EXCERPT PROVIDED:
Sir George Robert Laking  (15 October 1912 – 10 January 2008) was a New Zealand diplomat who served as High Commissioner to the United Kingdom, Ambassador to the United States, Secretary of Foreign Affairs and Chief Ombudsman.

Early life
Laking was born in Auckland, and educated at Auckland Grammar School, before completing his LLB at Victoria University College. He started working in the New Zealand Customs Department in 1929, before moving to the Prime Minister's Department in the fledgling Foreign Ministry. In 1940, Laking became head of the Organisation for National Security, managing the War Cabinet Secretariat, a post he held until 1948.

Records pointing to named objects
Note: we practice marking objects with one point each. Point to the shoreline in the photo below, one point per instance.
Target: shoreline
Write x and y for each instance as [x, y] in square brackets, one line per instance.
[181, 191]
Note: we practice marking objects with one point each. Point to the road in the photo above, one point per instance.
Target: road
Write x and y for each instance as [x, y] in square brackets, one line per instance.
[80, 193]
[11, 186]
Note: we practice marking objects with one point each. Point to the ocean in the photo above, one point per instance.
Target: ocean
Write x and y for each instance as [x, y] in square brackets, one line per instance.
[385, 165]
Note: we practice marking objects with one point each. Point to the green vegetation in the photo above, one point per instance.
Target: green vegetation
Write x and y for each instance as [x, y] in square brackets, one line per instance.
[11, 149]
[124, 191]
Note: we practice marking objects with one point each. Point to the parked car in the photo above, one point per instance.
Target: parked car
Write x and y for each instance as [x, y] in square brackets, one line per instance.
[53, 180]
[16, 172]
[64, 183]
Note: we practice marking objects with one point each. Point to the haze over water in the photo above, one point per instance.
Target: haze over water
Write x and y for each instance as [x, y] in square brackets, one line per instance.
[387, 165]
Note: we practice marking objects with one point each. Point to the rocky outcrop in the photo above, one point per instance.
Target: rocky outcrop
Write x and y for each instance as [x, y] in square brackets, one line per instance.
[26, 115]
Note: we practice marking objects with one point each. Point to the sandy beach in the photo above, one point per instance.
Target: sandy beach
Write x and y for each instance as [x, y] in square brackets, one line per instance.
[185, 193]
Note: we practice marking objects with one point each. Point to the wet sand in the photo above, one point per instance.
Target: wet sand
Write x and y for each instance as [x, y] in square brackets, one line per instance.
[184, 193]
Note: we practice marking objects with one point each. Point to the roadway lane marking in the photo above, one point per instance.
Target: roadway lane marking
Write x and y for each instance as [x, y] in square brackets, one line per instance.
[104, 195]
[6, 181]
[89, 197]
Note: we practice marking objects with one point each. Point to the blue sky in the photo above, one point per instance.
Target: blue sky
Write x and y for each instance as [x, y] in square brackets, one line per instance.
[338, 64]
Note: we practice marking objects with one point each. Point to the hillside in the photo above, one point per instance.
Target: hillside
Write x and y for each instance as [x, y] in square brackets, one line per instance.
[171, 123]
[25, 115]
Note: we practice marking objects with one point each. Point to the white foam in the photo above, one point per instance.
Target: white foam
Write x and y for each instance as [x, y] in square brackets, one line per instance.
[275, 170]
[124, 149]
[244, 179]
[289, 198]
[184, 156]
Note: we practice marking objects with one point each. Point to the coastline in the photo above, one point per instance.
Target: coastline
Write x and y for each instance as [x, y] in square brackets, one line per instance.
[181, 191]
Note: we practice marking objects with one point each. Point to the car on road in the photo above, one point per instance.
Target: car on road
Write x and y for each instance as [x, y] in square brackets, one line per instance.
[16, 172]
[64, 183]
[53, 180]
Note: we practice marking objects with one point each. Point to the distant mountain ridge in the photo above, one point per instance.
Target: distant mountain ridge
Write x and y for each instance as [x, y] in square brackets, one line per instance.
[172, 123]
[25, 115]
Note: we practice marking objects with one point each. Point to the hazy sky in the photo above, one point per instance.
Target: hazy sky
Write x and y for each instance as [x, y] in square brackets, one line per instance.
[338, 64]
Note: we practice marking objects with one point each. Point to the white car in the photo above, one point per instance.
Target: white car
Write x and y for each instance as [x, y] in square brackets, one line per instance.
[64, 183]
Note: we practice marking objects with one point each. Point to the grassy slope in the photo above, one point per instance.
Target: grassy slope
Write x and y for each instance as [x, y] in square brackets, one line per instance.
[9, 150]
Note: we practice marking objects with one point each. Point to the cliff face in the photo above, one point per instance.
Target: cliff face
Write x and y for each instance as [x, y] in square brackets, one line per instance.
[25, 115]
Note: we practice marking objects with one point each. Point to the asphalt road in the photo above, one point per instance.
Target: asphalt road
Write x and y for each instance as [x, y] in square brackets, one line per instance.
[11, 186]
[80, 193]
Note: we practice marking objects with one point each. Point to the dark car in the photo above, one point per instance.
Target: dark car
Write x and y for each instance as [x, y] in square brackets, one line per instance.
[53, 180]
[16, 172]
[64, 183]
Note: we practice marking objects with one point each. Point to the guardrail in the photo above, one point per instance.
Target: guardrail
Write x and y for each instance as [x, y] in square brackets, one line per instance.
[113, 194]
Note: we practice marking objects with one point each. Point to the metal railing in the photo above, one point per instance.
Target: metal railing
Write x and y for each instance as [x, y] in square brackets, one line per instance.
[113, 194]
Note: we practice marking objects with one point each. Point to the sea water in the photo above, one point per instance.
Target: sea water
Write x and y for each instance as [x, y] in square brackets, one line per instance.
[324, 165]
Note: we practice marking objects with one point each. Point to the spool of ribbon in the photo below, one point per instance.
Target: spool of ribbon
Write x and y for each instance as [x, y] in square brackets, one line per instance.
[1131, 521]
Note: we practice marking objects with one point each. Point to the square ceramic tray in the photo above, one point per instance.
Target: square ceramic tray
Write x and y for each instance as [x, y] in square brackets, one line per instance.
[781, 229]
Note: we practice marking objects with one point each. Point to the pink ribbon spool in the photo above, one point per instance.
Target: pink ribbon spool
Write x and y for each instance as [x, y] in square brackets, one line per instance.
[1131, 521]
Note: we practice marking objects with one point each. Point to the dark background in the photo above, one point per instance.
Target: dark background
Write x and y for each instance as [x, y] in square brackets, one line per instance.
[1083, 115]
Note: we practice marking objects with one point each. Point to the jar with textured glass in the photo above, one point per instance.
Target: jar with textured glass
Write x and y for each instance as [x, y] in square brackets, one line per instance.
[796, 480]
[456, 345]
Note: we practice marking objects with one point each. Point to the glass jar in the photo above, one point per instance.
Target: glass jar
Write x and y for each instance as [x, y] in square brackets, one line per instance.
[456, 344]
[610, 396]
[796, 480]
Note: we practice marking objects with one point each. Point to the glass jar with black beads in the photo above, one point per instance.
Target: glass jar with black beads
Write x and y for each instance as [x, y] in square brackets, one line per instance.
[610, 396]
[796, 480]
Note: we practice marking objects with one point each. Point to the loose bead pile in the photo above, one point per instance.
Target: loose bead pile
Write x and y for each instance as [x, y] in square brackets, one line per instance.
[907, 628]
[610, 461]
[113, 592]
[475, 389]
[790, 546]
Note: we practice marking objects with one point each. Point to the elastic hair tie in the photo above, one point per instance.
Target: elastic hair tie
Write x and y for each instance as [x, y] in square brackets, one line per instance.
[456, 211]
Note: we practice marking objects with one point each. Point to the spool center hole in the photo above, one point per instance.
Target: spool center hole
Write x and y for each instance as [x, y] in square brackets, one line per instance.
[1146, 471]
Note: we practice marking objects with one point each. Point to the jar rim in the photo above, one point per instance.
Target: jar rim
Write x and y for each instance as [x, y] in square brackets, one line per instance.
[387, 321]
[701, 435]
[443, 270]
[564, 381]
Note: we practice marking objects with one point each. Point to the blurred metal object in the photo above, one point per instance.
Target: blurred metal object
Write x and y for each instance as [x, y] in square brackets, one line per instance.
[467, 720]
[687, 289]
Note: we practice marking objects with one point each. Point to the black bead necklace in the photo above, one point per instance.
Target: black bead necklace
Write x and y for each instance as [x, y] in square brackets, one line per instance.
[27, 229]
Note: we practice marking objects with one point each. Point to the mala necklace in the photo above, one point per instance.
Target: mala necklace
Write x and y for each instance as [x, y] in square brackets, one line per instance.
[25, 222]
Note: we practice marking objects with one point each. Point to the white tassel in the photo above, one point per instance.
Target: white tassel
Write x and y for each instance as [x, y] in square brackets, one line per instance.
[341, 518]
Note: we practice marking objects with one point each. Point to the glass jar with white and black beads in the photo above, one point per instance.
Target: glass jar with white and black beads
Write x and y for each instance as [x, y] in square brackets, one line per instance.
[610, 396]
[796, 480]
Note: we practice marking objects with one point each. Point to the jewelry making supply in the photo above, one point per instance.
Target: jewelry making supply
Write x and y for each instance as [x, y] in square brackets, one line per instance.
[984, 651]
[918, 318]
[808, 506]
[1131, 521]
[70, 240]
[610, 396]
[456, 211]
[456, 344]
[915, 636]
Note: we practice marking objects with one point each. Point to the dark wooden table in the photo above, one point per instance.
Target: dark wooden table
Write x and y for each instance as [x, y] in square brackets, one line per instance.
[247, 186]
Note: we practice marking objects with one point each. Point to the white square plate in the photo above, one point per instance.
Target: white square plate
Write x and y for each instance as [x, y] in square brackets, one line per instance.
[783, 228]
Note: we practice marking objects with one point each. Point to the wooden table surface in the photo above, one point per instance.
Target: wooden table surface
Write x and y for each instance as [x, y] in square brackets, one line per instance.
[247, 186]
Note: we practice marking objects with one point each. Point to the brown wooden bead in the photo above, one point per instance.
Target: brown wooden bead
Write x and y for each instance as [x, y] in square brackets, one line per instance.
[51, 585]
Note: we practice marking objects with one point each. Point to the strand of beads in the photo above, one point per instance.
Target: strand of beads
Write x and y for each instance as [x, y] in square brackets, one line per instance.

GIVEN INSTRUCTION 1:
Answer these about the passage on George Laking:
(a) In what city was Laking born?
(b) In what year did he start working in the New Zealand Customs Department?
(c) Until what year did he head the Organisation for National Security?
GIVEN INSTRUCTION 2:
Reproduce the passage on George Laking from "Sir George Robert" up to and including "held until 1948.".
The records aren't needed here.

FULL OUTPUT 1:
(a) Auckland
(b) 1929
(c) 1948

FULL OUTPUT 2:
Sir George Robert Laking  (15 October 1912 – 10 January 2008) was a New Zealand diplomat who served as High Commissioner to the United Kingdom, Ambassador to the United States, Secretary of Foreign Affairs and Chief Ombudsman.

Early life
Laking was born in Auckland, and educated at Auckland Grammar School, before completing his LLB at Victoria University College. He started working in the New Zealand Customs Department in 1929, before moving to the Prime Minister's Department in the fledgling Foreign Ministry. In 1940, Laking became head of the Organisation for National Security, managing the War Cabinet Secretariat, a post he held until 1948.